Referring expression pointing data:
==================================================
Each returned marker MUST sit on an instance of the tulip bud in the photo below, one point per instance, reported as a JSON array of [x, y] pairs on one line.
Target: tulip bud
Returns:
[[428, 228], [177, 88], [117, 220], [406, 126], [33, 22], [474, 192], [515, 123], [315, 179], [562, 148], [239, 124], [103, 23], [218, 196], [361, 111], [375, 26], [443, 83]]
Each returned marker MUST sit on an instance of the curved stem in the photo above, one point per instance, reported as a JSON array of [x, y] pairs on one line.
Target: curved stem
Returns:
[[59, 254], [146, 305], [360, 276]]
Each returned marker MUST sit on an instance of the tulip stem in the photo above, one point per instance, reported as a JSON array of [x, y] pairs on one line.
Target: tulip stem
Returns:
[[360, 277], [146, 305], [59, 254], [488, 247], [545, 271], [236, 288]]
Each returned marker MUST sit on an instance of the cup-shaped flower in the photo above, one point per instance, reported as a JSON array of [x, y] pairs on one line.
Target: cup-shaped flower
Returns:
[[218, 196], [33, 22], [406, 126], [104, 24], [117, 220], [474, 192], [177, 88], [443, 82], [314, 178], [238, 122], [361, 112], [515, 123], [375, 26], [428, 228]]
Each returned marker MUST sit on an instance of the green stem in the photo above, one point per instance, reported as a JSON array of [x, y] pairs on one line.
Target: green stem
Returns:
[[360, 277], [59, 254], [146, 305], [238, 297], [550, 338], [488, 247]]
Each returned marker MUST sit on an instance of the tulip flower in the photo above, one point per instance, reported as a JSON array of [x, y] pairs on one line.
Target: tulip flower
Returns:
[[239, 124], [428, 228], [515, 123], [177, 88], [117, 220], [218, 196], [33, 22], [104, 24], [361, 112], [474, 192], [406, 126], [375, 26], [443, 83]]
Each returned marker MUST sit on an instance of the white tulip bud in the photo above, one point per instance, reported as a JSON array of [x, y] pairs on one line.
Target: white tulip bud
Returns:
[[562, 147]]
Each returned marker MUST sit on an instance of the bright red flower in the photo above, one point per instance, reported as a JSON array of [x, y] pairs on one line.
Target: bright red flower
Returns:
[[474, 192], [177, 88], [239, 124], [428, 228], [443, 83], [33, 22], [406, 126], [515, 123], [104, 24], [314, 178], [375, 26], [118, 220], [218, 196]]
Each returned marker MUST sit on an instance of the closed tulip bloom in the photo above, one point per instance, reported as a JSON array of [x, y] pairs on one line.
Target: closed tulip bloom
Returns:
==================================================
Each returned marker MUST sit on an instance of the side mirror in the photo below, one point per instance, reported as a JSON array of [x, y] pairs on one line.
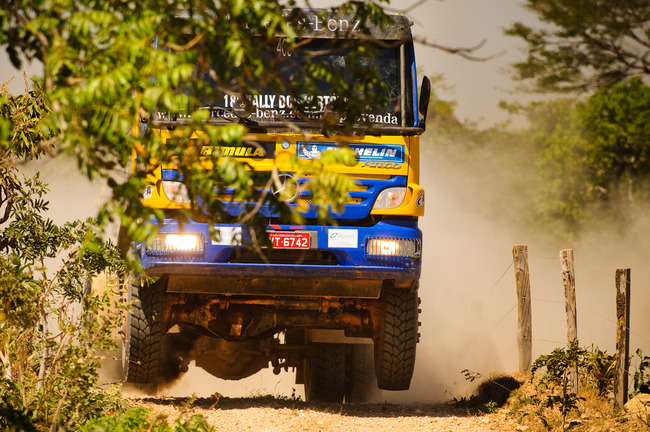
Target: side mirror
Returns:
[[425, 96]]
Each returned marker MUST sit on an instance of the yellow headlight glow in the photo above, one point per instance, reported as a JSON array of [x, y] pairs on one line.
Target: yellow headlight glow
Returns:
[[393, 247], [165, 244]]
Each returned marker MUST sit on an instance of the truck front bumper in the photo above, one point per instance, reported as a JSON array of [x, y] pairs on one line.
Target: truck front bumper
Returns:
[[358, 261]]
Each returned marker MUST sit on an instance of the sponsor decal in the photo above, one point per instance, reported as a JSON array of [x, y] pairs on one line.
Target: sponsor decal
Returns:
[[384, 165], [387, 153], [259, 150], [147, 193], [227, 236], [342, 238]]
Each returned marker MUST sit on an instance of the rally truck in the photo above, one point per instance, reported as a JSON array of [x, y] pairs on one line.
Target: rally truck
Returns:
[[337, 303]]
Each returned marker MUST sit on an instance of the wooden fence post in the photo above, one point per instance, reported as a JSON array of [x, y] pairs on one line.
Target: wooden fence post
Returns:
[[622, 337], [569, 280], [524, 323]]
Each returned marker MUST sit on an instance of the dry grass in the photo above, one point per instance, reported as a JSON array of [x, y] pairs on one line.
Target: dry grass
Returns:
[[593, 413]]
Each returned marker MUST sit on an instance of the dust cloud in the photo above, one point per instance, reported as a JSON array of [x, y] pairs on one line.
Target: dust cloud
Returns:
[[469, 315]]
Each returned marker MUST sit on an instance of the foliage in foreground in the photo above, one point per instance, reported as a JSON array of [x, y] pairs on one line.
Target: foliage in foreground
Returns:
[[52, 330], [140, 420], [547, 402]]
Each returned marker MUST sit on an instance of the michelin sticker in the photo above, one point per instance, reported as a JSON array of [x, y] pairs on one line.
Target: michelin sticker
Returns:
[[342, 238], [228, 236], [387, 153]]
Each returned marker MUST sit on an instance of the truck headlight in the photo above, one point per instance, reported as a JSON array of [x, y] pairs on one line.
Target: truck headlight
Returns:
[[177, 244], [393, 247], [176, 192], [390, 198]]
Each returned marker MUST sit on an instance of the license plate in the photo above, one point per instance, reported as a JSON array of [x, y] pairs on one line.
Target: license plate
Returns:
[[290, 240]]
==================================================
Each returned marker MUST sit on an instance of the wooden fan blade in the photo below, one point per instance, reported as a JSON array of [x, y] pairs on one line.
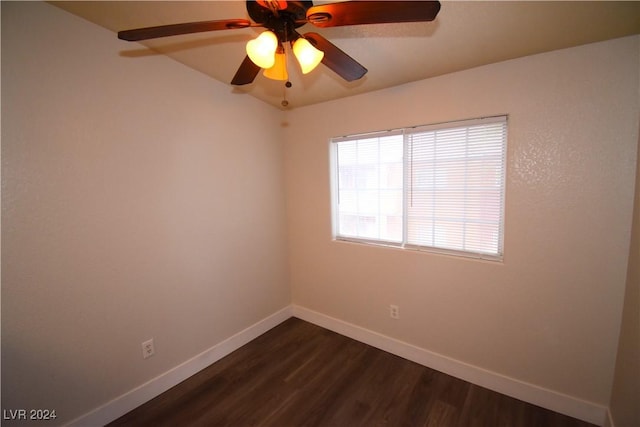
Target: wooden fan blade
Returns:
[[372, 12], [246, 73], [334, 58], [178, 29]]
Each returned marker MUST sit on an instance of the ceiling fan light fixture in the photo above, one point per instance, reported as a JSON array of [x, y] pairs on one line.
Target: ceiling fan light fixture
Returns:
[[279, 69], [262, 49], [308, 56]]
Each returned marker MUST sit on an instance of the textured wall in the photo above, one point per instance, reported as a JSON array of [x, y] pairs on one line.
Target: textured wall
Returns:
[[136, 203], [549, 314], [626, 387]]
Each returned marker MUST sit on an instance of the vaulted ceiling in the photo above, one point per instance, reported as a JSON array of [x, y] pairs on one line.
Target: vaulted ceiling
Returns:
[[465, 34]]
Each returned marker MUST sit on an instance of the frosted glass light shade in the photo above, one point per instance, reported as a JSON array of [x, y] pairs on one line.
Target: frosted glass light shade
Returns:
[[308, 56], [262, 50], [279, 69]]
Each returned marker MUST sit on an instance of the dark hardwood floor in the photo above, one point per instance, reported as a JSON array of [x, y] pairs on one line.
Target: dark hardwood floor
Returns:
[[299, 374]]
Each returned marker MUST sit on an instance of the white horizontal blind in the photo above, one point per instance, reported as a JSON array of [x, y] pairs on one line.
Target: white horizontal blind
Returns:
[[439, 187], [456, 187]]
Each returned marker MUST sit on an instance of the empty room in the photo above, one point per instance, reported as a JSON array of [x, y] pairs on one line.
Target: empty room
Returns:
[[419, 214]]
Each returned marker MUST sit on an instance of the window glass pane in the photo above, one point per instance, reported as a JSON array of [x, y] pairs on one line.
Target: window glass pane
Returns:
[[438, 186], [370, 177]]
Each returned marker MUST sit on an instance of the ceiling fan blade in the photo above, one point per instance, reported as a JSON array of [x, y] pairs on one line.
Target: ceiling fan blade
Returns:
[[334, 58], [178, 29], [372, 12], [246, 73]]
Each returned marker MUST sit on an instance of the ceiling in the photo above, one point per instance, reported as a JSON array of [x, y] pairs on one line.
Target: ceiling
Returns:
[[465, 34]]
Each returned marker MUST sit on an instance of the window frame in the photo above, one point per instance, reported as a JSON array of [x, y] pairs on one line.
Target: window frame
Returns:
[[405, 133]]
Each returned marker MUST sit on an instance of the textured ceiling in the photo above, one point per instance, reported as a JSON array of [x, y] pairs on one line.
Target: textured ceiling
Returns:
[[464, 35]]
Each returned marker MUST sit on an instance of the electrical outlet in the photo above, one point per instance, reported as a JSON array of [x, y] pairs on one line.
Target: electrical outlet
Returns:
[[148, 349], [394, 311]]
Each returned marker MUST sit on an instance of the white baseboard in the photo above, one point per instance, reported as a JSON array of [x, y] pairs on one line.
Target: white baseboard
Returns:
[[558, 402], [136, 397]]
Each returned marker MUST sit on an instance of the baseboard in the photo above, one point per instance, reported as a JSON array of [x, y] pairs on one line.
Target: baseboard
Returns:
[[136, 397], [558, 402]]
==================================================
ACTION ITEM
Above are the records. Copy the lines beginning at the one that has "the tulip bud" and ending with the one that has "Each returned marker MUST sit on an instance of the curved", unchanged.

RESULT OF THIS TASK
Each returned marker MUST sit on an instance of the tulip bud in the photo below, one point per instance, reported as a JSON array of [x, y] pairs on one line.
Target: tulip bud
Returns:
[[428, 228], [177, 88], [117, 220], [406, 126], [33, 22], [474, 192], [515, 123], [315, 179], [562, 148], [239, 124], [103, 23], [218, 196], [361, 111], [375, 26], [443, 83]]
Each returned marker MUST sit on an instance of the curved stem in the photo above, one point per instance, reported as a JSON array of [x, y] pairs on one line.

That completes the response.